Data records:
↓

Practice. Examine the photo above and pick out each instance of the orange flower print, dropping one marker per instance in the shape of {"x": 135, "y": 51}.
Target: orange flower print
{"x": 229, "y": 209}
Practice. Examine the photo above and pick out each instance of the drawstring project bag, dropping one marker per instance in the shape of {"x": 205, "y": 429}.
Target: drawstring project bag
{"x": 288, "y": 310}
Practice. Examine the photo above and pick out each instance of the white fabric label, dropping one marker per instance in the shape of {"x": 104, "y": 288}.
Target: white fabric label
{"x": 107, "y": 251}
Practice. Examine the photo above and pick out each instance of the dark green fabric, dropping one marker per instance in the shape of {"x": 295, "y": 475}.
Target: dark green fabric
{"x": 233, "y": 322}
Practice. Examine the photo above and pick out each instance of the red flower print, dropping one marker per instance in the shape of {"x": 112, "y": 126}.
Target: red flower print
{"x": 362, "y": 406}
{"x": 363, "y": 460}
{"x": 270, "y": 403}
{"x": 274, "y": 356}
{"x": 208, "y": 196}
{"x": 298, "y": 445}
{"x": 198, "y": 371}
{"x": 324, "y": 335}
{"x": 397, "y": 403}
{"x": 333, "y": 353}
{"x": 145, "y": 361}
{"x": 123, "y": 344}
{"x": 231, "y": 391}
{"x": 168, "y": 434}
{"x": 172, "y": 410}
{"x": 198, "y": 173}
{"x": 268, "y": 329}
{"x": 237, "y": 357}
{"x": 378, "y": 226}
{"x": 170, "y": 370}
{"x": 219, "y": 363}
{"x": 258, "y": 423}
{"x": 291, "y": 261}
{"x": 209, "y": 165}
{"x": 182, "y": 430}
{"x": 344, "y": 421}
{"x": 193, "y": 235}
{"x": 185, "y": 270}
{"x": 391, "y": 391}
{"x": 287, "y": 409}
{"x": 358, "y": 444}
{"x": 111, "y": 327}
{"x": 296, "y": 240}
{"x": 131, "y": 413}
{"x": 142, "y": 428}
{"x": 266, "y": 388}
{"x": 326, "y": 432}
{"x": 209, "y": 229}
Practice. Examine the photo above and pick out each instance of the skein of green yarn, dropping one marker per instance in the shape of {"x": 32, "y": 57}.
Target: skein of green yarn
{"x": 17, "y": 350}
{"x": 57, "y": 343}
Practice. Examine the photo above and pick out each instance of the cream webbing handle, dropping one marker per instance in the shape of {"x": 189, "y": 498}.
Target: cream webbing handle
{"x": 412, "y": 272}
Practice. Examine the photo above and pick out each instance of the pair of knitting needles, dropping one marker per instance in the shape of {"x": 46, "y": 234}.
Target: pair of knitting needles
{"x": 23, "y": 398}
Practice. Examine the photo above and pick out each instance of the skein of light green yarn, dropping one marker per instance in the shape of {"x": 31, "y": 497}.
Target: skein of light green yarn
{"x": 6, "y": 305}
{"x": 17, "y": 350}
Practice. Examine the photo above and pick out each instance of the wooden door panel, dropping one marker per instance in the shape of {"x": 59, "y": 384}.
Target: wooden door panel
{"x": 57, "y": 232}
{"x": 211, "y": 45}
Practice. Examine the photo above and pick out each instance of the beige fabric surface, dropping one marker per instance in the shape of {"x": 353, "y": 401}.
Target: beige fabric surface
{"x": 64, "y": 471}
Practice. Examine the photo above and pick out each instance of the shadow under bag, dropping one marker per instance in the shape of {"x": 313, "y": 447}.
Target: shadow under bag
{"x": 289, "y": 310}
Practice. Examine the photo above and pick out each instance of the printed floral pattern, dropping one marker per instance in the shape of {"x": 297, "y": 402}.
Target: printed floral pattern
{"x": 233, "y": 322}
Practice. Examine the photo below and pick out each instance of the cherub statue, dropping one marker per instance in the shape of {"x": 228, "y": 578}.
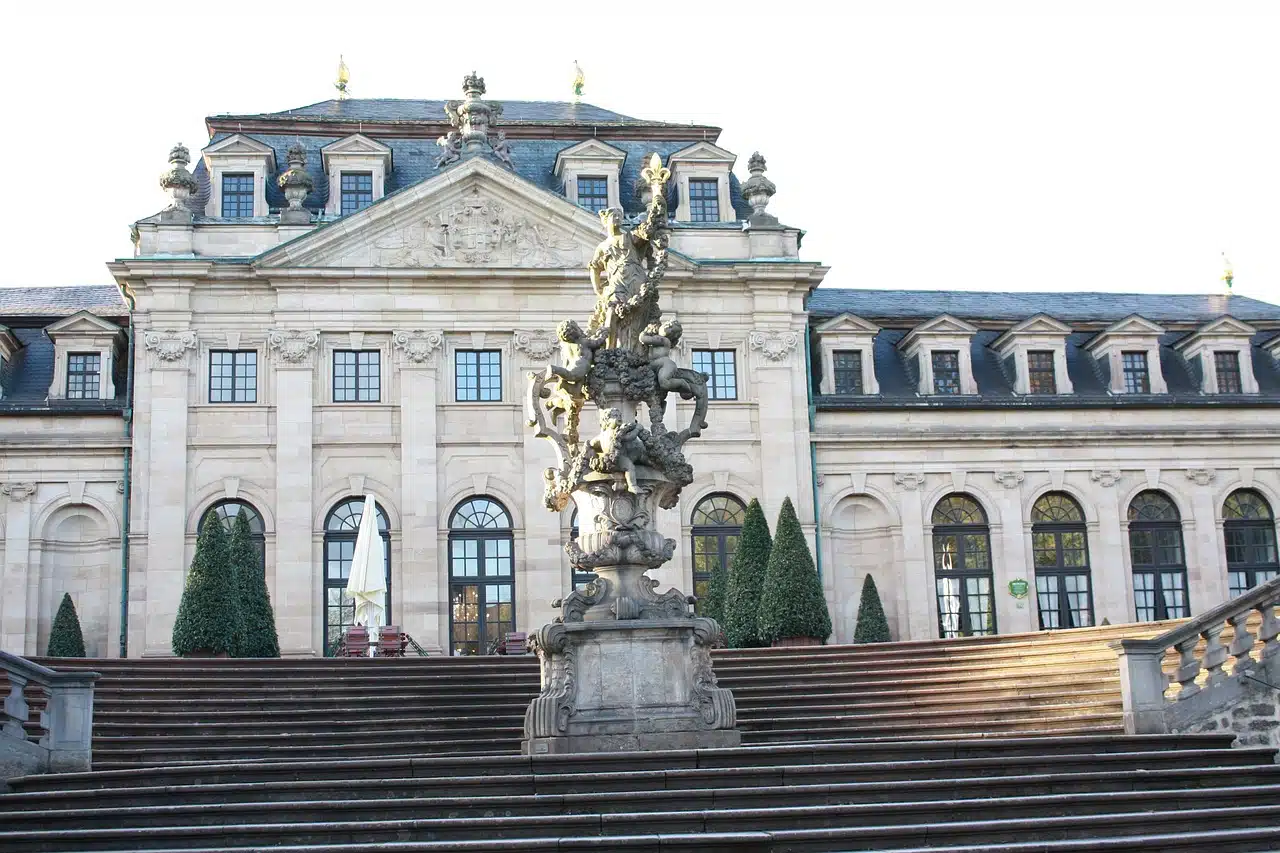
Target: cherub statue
{"x": 620, "y": 447}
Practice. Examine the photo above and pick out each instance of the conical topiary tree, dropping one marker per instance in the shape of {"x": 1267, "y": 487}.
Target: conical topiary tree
{"x": 791, "y": 601}
{"x": 872, "y": 626}
{"x": 255, "y": 602}
{"x": 746, "y": 580}
{"x": 209, "y": 614}
{"x": 65, "y": 638}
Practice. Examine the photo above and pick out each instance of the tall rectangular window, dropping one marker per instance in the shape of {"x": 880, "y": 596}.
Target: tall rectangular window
{"x": 703, "y": 200}
{"x": 233, "y": 375}
{"x": 356, "y": 375}
{"x": 1136, "y": 378}
{"x": 721, "y": 372}
{"x": 593, "y": 194}
{"x": 849, "y": 372}
{"x": 1040, "y": 372}
{"x": 82, "y": 375}
{"x": 357, "y": 191}
{"x": 1228, "y": 366}
{"x": 478, "y": 375}
{"x": 237, "y": 196}
{"x": 946, "y": 372}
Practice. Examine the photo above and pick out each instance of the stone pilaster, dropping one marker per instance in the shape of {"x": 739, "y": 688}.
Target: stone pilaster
{"x": 295, "y": 594}
{"x": 17, "y": 569}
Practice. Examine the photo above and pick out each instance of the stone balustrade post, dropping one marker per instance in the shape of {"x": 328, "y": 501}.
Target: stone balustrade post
{"x": 1142, "y": 684}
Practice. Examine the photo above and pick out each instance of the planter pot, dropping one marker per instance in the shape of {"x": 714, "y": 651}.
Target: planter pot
{"x": 796, "y": 641}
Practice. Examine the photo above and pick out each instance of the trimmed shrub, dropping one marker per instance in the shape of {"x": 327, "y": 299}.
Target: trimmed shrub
{"x": 746, "y": 580}
{"x": 872, "y": 626}
{"x": 209, "y": 614}
{"x": 791, "y": 602}
{"x": 65, "y": 638}
{"x": 255, "y": 601}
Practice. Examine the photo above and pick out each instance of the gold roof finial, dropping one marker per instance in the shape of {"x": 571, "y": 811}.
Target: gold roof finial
{"x": 343, "y": 78}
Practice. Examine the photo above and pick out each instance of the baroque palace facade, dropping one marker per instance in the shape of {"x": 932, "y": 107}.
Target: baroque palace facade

↑

#### Exercise objective:
The line with "Target: gold roof finial" through the last line of the data: write these out exactly, and no others.

#### Answer box:
Target: gold roof finial
{"x": 343, "y": 78}
Practice. Examine the photo above and pick out each instance of the baroque palace facade, dropping one marker per instance in the shape of {"x": 932, "y": 107}.
Target: baroque palace facade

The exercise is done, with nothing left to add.